[Excerpts from a location annotation dataset]
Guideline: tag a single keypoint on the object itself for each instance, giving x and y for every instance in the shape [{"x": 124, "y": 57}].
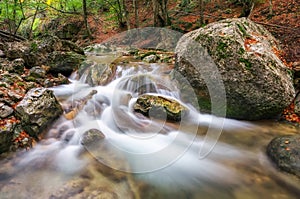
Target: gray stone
[
  {"x": 285, "y": 153},
  {"x": 38, "y": 109},
  {"x": 92, "y": 136},
  {"x": 160, "y": 107},
  {"x": 64, "y": 62},
  {"x": 150, "y": 59},
  {"x": 6, "y": 134},
  {"x": 257, "y": 84}
]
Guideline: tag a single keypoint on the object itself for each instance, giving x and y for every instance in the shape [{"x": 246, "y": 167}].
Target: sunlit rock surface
[
  {"x": 257, "y": 83},
  {"x": 160, "y": 107},
  {"x": 37, "y": 110}
]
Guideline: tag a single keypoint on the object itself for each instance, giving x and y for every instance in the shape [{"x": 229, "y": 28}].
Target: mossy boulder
[
  {"x": 256, "y": 82},
  {"x": 64, "y": 62},
  {"x": 160, "y": 107}
]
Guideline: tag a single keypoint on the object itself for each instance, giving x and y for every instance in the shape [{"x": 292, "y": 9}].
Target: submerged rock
[
  {"x": 285, "y": 153},
  {"x": 257, "y": 84},
  {"x": 37, "y": 110},
  {"x": 92, "y": 136},
  {"x": 160, "y": 107}
]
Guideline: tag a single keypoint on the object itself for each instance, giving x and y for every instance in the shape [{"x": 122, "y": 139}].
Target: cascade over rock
[{"x": 257, "y": 84}]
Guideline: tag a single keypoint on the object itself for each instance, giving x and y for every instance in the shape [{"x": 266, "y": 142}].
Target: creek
[{"x": 202, "y": 156}]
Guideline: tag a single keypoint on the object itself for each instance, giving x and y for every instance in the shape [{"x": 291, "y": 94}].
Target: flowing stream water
[{"x": 141, "y": 157}]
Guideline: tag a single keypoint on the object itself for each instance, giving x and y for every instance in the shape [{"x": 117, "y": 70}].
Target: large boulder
[
  {"x": 37, "y": 110},
  {"x": 7, "y": 127},
  {"x": 285, "y": 153},
  {"x": 257, "y": 84},
  {"x": 160, "y": 107}
]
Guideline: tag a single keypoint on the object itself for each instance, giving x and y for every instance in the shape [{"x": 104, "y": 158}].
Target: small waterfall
[{"x": 166, "y": 155}]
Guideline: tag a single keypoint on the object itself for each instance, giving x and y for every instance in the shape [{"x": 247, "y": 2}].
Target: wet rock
[
  {"x": 6, "y": 133},
  {"x": 285, "y": 153},
  {"x": 14, "y": 96},
  {"x": 92, "y": 136},
  {"x": 5, "y": 110},
  {"x": 64, "y": 62},
  {"x": 160, "y": 107},
  {"x": 37, "y": 110},
  {"x": 97, "y": 73},
  {"x": 257, "y": 84},
  {"x": 62, "y": 56},
  {"x": 71, "y": 189},
  {"x": 150, "y": 59},
  {"x": 297, "y": 104}
]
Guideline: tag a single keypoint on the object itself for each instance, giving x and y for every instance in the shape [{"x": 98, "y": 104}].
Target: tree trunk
[
  {"x": 126, "y": 15},
  {"x": 85, "y": 19},
  {"x": 160, "y": 13},
  {"x": 136, "y": 13},
  {"x": 270, "y": 8},
  {"x": 34, "y": 17},
  {"x": 201, "y": 10}
]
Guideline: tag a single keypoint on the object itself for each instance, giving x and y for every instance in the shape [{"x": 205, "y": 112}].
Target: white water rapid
[{"x": 176, "y": 160}]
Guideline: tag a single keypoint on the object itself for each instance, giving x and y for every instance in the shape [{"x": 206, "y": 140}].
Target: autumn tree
[
  {"x": 160, "y": 13},
  {"x": 85, "y": 19}
]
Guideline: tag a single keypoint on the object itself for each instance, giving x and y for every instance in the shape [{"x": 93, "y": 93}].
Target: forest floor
[{"x": 284, "y": 23}]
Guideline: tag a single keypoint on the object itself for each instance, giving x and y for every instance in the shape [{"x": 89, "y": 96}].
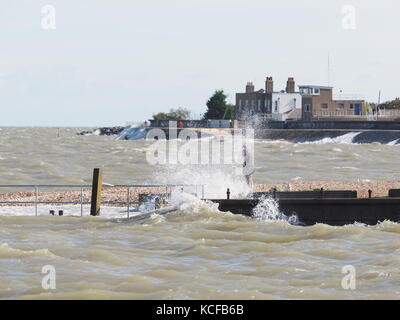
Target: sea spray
[
  {"x": 268, "y": 210},
  {"x": 347, "y": 138}
]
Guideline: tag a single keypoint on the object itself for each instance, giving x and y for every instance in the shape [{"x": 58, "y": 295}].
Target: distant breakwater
[
  {"x": 340, "y": 136},
  {"x": 391, "y": 137}
]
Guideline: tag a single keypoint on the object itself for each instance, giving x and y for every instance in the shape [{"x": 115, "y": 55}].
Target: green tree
[
  {"x": 173, "y": 115},
  {"x": 218, "y": 108}
]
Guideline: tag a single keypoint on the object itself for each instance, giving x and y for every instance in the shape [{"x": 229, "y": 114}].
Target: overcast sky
[{"x": 112, "y": 62}]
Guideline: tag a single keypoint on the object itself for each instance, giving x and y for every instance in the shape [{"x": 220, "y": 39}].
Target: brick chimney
[
  {"x": 249, "y": 87},
  {"x": 290, "y": 86},
  {"x": 269, "y": 85}
]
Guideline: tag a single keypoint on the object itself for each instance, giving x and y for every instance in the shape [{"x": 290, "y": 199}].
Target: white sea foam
[
  {"x": 268, "y": 210},
  {"x": 347, "y": 138}
]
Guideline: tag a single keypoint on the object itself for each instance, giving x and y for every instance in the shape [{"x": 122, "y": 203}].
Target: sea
[{"x": 194, "y": 252}]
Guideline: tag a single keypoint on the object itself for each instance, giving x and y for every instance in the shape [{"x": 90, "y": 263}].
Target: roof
[{"x": 312, "y": 86}]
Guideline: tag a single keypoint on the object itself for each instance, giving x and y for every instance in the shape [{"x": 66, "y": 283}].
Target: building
[
  {"x": 318, "y": 103},
  {"x": 263, "y": 104}
]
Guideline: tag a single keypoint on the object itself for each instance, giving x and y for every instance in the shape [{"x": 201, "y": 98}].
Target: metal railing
[{"x": 128, "y": 203}]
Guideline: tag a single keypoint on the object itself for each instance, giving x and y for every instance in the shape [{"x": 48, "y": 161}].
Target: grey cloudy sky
[{"x": 111, "y": 62}]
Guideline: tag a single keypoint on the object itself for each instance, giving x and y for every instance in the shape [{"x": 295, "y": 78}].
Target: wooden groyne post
[{"x": 96, "y": 192}]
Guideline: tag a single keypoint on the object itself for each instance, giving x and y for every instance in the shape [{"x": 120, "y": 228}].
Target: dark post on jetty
[{"x": 96, "y": 192}]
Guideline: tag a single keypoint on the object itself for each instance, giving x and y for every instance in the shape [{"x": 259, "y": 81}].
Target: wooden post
[{"x": 96, "y": 192}]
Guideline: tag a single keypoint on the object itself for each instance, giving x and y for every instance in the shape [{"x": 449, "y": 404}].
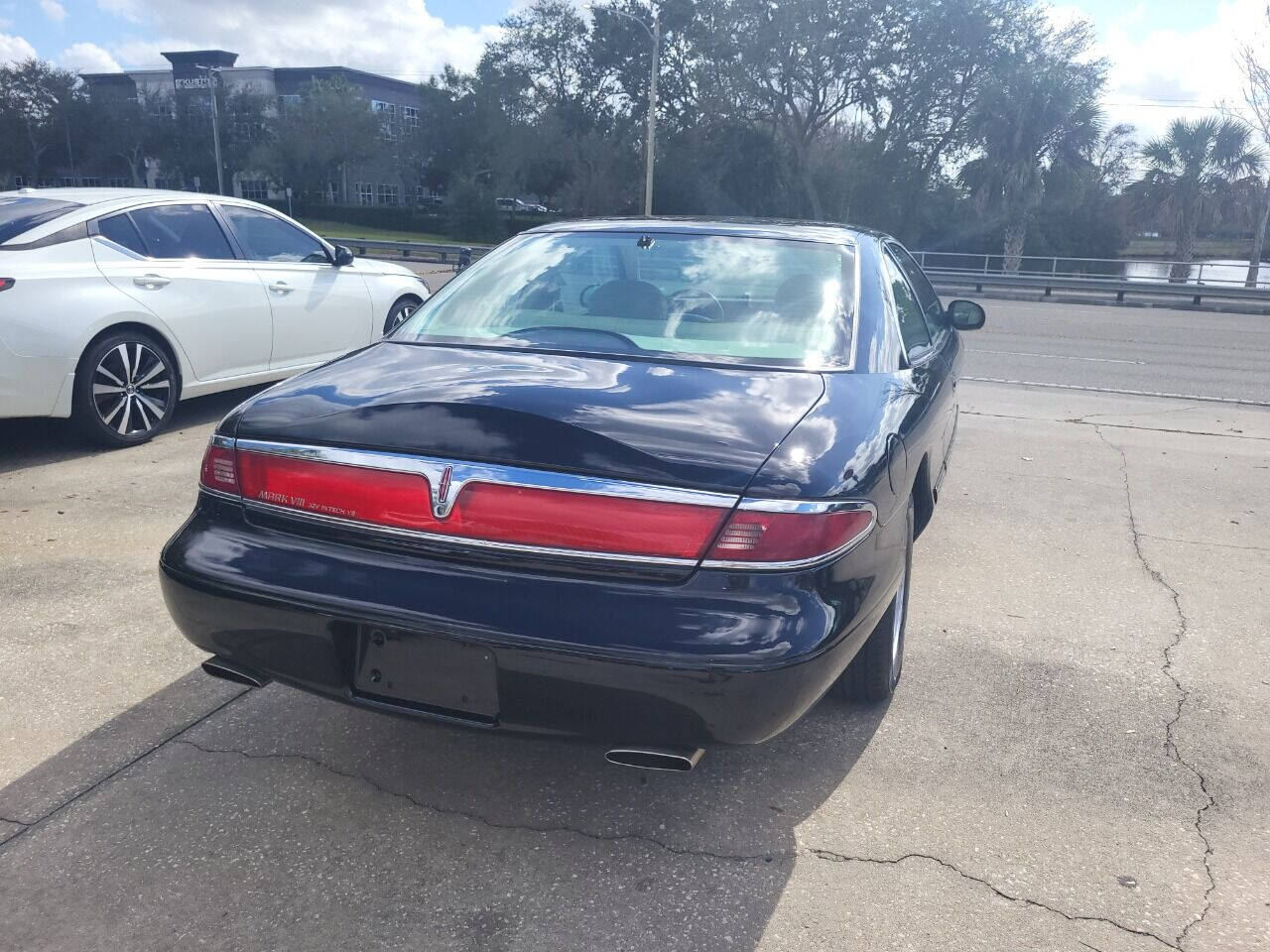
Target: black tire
[
  {"x": 126, "y": 389},
  {"x": 874, "y": 674},
  {"x": 402, "y": 308}
]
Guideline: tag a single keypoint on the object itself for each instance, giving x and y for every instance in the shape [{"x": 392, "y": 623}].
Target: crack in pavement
[
  {"x": 1084, "y": 421},
  {"x": 767, "y": 857},
  {"x": 1171, "y": 749},
  {"x": 40, "y": 820}
]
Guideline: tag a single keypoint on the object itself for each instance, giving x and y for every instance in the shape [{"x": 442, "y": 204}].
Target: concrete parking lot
[{"x": 1079, "y": 756}]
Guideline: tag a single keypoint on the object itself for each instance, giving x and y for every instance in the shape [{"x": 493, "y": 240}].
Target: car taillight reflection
[{"x": 757, "y": 535}]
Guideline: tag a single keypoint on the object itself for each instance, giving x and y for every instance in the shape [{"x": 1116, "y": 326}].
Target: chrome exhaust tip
[
  {"x": 676, "y": 760},
  {"x": 226, "y": 670}
]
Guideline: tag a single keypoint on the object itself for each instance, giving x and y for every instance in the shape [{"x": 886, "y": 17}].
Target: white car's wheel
[
  {"x": 399, "y": 312},
  {"x": 126, "y": 389}
]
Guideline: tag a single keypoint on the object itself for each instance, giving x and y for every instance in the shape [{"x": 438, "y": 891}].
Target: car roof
[
  {"x": 95, "y": 202},
  {"x": 739, "y": 227}
]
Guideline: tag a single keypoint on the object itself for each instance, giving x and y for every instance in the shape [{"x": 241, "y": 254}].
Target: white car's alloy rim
[
  {"x": 402, "y": 316},
  {"x": 131, "y": 389}
]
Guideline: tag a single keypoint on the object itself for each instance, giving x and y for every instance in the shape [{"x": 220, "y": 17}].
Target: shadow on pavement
[
  {"x": 290, "y": 821},
  {"x": 37, "y": 440}
]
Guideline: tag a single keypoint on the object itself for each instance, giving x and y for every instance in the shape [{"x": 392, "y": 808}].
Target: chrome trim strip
[
  {"x": 793, "y": 506},
  {"x": 465, "y": 542},
  {"x": 220, "y": 494},
  {"x": 465, "y": 472},
  {"x": 807, "y": 507}
]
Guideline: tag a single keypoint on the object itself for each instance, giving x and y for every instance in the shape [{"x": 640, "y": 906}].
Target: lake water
[{"x": 1218, "y": 271}]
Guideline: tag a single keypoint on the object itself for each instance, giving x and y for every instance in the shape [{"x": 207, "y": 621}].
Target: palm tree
[
  {"x": 1191, "y": 172},
  {"x": 1042, "y": 117}
]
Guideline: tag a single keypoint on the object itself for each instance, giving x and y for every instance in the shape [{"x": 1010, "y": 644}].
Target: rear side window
[
  {"x": 181, "y": 231},
  {"x": 268, "y": 239},
  {"x": 22, "y": 213},
  {"x": 121, "y": 230},
  {"x": 908, "y": 308},
  {"x": 922, "y": 287}
]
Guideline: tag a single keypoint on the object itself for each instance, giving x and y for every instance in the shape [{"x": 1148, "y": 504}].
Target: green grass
[{"x": 334, "y": 229}]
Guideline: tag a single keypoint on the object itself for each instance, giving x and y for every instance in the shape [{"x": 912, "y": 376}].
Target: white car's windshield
[{"x": 733, "y": 299}]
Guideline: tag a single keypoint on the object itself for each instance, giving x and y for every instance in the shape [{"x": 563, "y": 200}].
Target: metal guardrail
[
  {"x": 1230, "y": 273},
  {"x": 1118, "y": 286},
  {"x": 414, "y": 250},
  {"x": 979, "y": 276}
]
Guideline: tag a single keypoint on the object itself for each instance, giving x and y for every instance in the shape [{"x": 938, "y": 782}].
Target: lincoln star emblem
[
  {"x": 441, "y": 502},
  {"x": 444, "y": 489}
]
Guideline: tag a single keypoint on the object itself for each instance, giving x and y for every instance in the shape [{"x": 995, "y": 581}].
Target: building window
[{"x": 388, "y": 118}]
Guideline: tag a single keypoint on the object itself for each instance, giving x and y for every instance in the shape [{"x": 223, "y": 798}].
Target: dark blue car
[{"x": 648, "y": 481}]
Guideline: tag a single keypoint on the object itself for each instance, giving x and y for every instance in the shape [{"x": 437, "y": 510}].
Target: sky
[{"x": 1167, "y": 58}]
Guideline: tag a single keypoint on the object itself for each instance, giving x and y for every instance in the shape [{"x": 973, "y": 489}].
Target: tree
[
  {"x": 1192, "y": 171},
  {"x": 312, "y": 144},
  {"x": 799, "y": 66},
  {"x": 36, "y": 107},
  {"x": 1256, "y": 94},
  {"x": 130, "y": 130},
  {"x": 1037, "y": 117},
  {"x": 921, "y": 98}
]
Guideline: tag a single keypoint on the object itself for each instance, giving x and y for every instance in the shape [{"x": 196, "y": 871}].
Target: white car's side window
[
  {"x": 268, "y": 239},
  {"x": 181, "y": 231},
  {"x": 121, "y": 230}
]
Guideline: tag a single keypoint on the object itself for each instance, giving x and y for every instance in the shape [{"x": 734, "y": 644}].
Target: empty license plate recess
[{"x": 427, "y": 671}]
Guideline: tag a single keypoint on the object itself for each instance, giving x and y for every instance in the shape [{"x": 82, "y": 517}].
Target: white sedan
[{"x": 114, "y": 303}]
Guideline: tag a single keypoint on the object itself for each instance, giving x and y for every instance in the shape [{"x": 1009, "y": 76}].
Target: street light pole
[
  {"x": 651, "y": 145},
  {"x": 216, "y": 128},
  {"x": 652, "y": 118}
]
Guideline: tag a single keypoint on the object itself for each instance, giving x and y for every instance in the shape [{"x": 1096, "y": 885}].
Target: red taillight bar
[{"x": 534, "y": 511}]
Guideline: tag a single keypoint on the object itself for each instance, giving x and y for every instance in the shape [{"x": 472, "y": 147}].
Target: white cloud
[
  {"x": 54, "y": 10},
  {"x": 87, "y": 58},
  {"x": 1159, "y": 73},
  {"x": 391, "y": 37},
  {"x": 14, "y": 49}
]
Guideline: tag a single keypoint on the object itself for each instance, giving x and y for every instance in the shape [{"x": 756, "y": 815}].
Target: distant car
[
  {"x": 114, "y": 303},
  {"x": 651, "y": 481}
]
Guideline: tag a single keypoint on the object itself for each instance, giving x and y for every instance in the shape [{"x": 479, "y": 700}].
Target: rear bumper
[{"x": 550, "y": 678}]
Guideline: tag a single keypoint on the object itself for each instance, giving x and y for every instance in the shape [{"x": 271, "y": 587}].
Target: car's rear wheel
[
  {"x": 874, "y": 674},
  {"x": 126, "y": 389},
  {"x": 399, "y": 312}
]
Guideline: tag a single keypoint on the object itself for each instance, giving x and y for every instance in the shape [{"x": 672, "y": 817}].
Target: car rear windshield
[
  {"x": 688, "y": 296},
  {"x": 23, "y": 213}
]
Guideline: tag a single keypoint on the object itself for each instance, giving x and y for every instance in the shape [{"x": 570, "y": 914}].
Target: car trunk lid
[{"x": 665, "y": 422}]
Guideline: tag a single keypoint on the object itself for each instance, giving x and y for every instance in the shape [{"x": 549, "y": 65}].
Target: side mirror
[{"x": 965, "y": 315}]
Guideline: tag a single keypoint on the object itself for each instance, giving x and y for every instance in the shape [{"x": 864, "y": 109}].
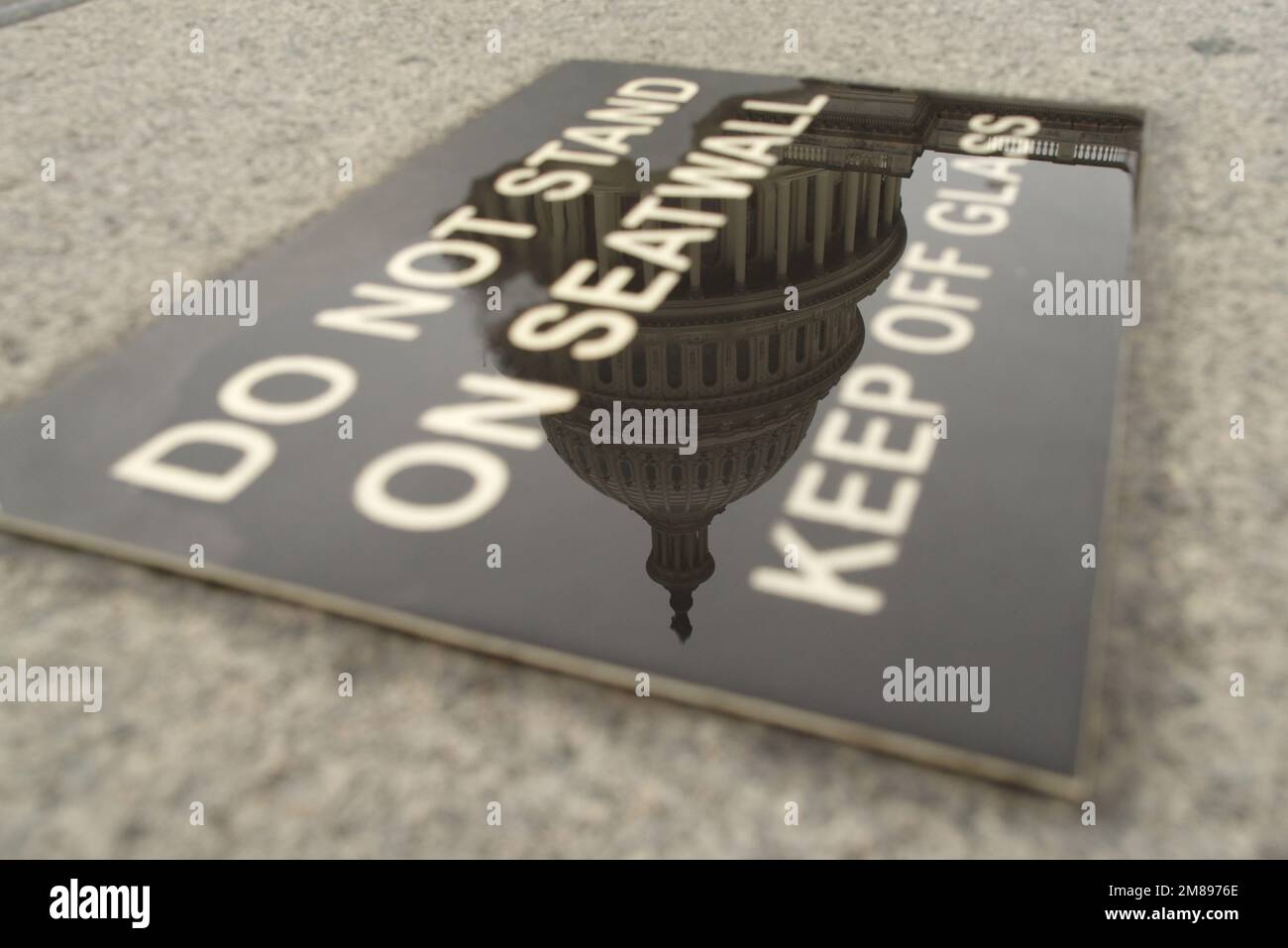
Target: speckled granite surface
[{"x": 171, "y": 161}]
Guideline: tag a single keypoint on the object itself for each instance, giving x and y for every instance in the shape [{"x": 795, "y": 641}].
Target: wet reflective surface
[{"x": 896, "y": 458}]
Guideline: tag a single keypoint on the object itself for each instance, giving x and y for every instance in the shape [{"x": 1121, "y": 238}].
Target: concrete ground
[{"x": 167, "y": 159}]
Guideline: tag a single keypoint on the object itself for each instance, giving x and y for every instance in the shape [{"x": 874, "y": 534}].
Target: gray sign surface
[{"x": 894, "y": 314}]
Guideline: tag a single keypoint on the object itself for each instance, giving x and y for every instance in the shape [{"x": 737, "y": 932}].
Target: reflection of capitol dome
[
  {"x": 726, "y": 344},
  {"x": 827, "y": 220}
]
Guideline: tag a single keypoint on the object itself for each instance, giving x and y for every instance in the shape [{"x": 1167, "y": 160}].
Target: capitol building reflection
[{"x": 761, "y": 327}]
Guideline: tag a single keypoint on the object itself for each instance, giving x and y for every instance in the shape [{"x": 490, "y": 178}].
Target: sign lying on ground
[{"x": 791, "y": 399}]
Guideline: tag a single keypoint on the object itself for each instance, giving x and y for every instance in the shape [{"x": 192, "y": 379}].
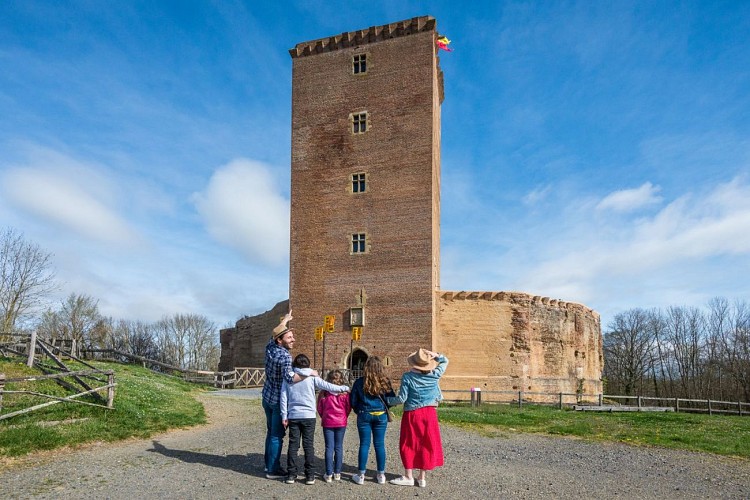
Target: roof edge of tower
[{"x": 361, "y": 37}]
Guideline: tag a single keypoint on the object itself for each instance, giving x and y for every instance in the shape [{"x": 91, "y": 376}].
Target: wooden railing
[
  {"x": 215, "y": 379},
  {"x": 88, "y": 374},
  {"x": 598, "y": 402}
]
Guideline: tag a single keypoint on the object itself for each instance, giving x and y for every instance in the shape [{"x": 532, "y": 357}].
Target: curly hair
[
  {"x": 376, "y": 381},
  {"x": 336, "y": 377}
]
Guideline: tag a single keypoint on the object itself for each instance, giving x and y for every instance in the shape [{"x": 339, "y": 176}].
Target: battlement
[
  {"x": 518, "y": 297},
  {"x": 365, "y": 36}
]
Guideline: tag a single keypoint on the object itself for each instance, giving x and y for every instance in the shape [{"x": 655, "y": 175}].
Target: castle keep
[{"x": 365, "y": 230}]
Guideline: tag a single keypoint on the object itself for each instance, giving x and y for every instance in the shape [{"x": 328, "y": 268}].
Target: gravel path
[{"x": 224, "y": 459}]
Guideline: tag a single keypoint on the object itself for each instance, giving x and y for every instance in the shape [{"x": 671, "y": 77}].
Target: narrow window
[
  {"x": 359, "y": 64},
  {"x": 358, "y": 243},
  {"x": 359, "y": 122},
  {"x": 358, "y": 183}
]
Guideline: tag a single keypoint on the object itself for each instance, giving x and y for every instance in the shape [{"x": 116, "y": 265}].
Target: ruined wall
[
  {"x": 245, "y": 344},
  {"x": 516, "y": 341}
]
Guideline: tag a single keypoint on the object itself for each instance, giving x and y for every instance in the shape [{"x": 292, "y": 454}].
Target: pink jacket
[{"x": 334, "y": 409}]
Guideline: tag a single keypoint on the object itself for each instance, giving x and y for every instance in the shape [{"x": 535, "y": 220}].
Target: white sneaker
[
  {"x": 402, "y": 481},
  {"x": 359, "y": 478}
]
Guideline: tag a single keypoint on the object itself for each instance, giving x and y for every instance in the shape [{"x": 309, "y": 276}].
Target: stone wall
[
  {"x": 498, "y": 341},
  {"x": 507, "y": 341},
  {"x": 245, "y": 344}
]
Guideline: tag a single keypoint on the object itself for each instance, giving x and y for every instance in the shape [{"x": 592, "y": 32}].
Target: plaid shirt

[Stated problem] Select each line above that contains the word "boulder" and copy those lines in full.

[Finished exercise]
Target: mossy boulder
Target: large boulder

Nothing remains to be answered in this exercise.